AIM
Put the lines of the records between the line holding "canal water | locate" and the line holding "top-left (345, 403), bottom-right (355, 473)", inclusive, into a numbered list, leaving out any blank lines.

DATASET ENTRIES
####
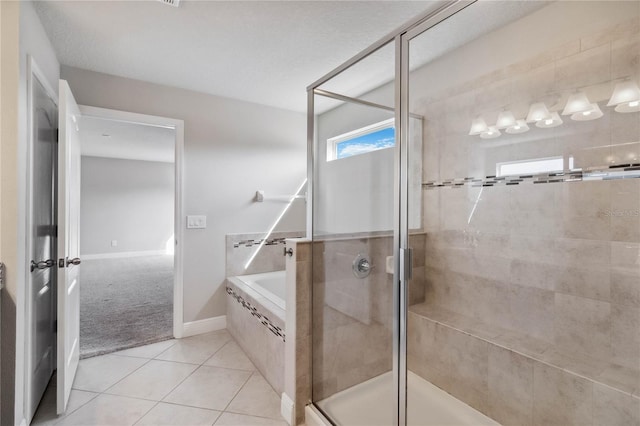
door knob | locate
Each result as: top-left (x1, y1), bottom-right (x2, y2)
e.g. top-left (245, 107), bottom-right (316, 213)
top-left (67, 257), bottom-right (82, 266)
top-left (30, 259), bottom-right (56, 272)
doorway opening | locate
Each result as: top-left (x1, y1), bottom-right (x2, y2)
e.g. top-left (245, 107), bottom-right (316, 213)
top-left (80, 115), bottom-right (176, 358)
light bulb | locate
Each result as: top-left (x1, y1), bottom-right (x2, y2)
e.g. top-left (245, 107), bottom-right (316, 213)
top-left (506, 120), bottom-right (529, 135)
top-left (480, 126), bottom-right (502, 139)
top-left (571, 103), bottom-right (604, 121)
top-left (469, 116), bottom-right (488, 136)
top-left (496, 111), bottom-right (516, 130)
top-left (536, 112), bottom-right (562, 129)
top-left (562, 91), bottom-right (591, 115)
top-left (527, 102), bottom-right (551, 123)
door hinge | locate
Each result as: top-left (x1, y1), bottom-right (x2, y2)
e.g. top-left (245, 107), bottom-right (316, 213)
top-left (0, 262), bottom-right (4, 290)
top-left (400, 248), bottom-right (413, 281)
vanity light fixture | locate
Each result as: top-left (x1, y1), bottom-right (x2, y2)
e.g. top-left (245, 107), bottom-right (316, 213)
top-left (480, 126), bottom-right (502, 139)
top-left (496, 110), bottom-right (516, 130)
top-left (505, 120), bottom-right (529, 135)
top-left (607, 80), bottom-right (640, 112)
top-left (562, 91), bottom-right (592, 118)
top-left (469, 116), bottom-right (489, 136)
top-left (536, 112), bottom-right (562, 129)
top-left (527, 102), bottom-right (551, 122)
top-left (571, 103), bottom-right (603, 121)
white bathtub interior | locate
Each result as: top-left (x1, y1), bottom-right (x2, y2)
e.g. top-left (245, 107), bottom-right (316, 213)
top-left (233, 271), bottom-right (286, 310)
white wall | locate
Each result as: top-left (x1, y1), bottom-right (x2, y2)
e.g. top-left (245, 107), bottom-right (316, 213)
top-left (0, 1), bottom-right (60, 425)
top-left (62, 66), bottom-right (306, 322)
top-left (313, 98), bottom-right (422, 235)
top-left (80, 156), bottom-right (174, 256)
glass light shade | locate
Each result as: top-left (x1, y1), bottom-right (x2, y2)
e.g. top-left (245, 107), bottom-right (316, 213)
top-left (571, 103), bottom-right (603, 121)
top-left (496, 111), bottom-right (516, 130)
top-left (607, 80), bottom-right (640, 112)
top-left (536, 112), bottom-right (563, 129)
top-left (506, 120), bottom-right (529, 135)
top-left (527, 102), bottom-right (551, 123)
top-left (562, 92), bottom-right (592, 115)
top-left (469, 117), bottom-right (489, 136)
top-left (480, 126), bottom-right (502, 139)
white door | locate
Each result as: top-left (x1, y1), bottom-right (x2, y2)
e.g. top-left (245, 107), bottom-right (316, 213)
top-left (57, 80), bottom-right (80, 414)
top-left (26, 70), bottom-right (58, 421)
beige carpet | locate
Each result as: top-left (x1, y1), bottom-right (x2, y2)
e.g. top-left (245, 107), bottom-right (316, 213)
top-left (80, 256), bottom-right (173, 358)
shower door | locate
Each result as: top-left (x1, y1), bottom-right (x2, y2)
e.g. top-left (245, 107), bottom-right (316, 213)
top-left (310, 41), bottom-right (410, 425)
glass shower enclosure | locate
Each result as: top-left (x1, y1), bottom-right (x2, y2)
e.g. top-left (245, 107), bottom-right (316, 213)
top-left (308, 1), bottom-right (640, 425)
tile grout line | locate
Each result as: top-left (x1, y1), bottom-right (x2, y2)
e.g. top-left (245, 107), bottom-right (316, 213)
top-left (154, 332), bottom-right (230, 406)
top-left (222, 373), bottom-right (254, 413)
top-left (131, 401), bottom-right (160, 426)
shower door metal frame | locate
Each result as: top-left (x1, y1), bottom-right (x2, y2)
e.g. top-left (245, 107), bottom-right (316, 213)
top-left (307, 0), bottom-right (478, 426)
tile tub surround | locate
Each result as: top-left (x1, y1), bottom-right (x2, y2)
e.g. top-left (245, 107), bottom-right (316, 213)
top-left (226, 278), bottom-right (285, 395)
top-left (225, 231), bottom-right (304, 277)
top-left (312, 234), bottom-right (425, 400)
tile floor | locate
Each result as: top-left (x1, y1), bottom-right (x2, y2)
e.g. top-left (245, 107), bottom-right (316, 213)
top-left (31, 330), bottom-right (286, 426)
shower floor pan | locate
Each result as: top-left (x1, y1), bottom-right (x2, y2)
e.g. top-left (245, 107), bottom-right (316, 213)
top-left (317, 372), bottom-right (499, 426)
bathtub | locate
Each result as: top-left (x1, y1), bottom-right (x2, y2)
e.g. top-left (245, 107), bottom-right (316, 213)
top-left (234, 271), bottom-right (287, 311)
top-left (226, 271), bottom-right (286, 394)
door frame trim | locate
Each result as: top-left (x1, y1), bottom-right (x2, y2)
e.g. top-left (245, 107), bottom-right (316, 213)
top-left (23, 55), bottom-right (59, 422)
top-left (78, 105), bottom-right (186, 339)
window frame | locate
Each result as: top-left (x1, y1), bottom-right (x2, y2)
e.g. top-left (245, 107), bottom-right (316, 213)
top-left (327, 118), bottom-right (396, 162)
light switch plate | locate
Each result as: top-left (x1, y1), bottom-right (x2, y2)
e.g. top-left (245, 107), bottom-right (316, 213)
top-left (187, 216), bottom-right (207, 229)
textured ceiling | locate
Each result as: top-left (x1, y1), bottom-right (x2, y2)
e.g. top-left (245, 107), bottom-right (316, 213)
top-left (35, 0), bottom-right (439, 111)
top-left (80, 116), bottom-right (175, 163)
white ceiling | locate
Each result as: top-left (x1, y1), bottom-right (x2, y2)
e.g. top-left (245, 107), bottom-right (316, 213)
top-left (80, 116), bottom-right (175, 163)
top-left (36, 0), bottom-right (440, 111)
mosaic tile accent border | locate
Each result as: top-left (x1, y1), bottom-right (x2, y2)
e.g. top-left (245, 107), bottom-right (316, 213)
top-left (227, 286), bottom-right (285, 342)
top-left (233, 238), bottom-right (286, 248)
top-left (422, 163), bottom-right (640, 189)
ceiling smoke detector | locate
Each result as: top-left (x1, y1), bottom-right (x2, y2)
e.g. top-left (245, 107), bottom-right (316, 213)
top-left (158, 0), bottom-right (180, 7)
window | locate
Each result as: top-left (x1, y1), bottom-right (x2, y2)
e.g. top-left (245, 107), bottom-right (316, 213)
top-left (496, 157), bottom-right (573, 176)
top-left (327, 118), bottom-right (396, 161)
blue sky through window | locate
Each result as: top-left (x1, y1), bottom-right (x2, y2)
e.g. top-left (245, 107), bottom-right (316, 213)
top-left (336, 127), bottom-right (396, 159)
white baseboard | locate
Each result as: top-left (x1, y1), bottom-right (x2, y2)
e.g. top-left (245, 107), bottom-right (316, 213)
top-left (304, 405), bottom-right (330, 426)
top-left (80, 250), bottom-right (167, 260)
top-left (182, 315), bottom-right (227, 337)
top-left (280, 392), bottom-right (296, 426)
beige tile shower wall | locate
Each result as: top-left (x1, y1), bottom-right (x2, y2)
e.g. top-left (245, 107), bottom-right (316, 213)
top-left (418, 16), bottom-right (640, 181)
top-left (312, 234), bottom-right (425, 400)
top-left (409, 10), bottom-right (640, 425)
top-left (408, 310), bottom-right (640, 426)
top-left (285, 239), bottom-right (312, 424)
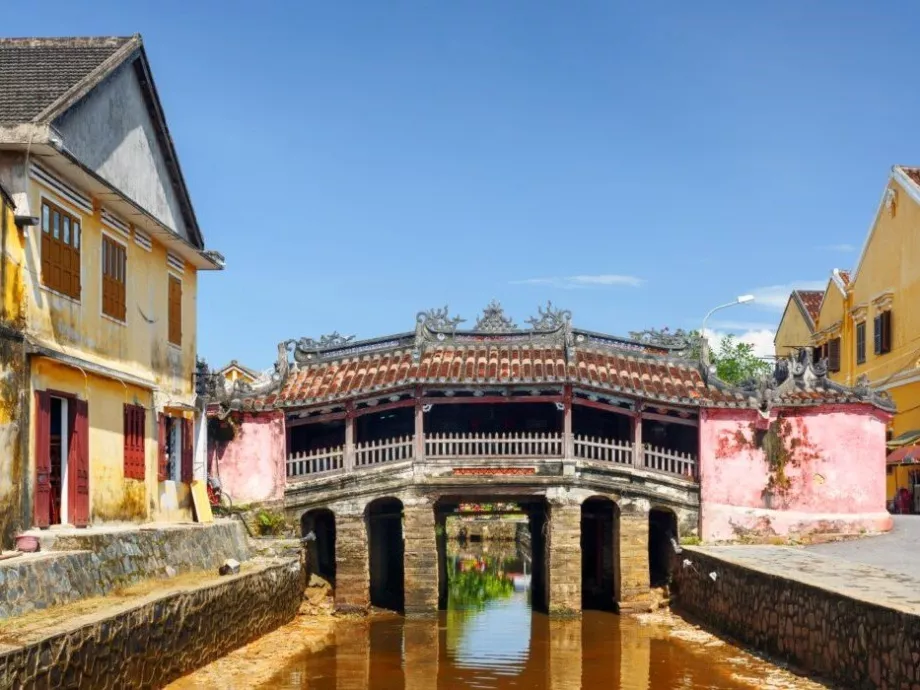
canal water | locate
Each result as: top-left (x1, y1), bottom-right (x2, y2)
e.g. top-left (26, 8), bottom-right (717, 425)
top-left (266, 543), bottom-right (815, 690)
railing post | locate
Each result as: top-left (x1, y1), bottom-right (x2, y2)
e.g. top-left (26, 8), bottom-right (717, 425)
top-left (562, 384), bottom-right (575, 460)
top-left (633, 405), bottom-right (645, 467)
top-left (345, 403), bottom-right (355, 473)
####
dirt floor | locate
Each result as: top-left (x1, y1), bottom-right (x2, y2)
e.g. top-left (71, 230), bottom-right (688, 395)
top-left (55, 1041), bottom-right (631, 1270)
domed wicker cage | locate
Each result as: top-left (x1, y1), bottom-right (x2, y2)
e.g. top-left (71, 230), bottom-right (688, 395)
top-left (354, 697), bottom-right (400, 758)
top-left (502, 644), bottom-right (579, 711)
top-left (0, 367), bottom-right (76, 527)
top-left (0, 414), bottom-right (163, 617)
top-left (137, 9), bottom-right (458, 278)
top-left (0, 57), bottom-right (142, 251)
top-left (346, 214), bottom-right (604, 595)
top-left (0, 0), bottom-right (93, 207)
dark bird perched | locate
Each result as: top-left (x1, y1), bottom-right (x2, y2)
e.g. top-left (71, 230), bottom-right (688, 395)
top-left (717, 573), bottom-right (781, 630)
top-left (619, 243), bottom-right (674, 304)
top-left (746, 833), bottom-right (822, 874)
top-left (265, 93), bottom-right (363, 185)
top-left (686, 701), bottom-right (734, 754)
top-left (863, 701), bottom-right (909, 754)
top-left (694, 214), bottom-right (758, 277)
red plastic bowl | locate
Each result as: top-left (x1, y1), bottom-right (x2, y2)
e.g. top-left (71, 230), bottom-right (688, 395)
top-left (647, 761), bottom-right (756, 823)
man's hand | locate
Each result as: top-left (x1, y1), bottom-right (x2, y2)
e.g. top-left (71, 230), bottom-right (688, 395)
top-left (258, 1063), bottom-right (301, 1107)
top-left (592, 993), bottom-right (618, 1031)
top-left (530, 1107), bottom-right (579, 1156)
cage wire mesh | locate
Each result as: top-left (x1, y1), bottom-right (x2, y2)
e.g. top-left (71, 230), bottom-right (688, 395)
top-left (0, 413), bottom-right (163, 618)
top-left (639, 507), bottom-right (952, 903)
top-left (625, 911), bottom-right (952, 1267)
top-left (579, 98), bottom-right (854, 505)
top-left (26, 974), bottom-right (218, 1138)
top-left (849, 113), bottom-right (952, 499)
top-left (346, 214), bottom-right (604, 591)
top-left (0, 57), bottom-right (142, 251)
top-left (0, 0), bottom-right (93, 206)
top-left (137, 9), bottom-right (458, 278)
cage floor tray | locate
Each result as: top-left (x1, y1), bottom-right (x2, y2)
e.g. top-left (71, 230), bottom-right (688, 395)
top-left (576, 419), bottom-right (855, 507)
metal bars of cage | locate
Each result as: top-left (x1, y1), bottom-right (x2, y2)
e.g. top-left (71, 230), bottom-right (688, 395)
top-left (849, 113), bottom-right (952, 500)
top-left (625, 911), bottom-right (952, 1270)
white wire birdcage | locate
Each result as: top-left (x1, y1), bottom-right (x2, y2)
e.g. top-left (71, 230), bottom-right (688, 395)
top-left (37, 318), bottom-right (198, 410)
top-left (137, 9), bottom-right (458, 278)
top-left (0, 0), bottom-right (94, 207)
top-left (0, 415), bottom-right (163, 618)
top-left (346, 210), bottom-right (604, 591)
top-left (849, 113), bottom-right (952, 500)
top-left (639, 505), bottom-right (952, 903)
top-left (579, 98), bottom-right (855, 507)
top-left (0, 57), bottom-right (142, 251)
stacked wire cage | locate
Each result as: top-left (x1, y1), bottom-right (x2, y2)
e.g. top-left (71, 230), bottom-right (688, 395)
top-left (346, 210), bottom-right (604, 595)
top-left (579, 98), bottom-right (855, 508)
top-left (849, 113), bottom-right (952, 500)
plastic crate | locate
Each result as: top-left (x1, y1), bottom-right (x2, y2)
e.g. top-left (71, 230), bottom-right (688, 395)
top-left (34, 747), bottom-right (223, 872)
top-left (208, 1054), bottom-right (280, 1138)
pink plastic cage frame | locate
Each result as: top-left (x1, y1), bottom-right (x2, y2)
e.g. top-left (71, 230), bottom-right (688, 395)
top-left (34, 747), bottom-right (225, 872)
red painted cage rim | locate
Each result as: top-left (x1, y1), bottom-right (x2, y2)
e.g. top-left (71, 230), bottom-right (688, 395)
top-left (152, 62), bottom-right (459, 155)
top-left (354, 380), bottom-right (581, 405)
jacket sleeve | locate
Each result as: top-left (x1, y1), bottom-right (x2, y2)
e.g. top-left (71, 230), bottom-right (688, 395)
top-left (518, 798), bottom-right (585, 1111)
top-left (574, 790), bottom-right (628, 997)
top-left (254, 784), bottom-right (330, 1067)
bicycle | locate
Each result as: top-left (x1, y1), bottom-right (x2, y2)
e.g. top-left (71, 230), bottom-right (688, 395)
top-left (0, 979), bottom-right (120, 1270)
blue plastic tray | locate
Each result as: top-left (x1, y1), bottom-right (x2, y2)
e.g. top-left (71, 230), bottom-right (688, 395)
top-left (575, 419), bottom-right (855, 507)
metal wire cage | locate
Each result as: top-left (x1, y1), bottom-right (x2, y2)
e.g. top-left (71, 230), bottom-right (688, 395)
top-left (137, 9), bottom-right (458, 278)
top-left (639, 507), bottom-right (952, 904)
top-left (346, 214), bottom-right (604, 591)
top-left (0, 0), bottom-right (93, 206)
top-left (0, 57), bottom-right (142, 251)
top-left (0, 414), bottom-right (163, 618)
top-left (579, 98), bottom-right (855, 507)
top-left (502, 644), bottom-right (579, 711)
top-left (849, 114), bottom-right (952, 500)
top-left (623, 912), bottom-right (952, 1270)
####
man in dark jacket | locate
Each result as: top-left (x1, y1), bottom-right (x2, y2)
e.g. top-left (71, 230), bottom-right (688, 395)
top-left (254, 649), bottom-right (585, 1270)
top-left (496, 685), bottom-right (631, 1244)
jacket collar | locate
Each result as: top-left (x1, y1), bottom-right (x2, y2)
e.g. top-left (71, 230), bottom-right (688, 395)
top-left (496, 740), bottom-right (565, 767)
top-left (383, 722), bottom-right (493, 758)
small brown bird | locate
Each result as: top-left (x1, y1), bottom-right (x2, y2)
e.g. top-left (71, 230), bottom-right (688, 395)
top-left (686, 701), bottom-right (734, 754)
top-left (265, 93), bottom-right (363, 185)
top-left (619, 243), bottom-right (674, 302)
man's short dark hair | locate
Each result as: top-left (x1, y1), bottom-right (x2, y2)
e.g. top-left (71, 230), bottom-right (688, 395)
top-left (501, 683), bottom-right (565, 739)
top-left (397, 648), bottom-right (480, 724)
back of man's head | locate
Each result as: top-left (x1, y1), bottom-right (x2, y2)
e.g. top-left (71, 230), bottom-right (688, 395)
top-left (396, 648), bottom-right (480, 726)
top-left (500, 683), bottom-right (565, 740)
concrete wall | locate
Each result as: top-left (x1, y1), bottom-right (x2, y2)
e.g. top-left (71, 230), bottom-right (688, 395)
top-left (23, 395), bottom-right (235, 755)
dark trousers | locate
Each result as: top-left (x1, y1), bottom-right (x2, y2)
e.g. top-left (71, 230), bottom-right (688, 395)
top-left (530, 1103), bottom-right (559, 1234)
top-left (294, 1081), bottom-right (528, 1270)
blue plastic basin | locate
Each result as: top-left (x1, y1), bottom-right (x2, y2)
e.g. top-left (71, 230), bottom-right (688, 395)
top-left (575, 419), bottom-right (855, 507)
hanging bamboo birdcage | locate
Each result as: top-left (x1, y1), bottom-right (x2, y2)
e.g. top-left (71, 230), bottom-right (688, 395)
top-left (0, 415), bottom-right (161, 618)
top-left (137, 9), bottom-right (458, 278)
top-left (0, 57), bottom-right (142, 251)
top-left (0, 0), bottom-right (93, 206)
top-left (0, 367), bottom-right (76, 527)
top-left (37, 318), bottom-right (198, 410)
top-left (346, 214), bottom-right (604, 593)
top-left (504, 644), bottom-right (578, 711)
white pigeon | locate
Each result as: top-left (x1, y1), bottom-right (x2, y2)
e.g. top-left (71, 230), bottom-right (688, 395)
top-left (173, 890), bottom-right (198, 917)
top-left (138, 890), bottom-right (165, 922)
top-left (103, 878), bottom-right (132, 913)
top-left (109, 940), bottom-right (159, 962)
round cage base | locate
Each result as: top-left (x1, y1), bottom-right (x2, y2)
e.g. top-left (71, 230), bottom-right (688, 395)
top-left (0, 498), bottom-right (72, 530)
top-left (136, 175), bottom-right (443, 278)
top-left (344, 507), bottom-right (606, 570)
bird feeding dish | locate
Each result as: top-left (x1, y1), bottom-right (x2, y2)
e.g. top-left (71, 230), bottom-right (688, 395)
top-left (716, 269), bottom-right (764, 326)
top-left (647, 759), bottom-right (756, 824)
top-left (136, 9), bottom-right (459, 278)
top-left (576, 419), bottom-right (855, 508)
####
CORRECT RESULT
1. canal water | locate
2. Each result as: top-left (x1, y1), bottom-right (x2, y2)
3. e.g. top-left (26, 8), bottom-right (717, 425)
4. top-left (266, 543), bottom-right (815, 690)
5. railing post | locate
6. Each result as: top-left (x1, y1), bottom-right (x2, y2)
7. e.g. top-left (26, 8), bottom-right (717, 425)
8. top-left (562, 384), bottom-right (575, 460)
9. top-left (633, 405), bottom-right (645, 467)
10. top-left (345, 403), bottom-right (355, 473)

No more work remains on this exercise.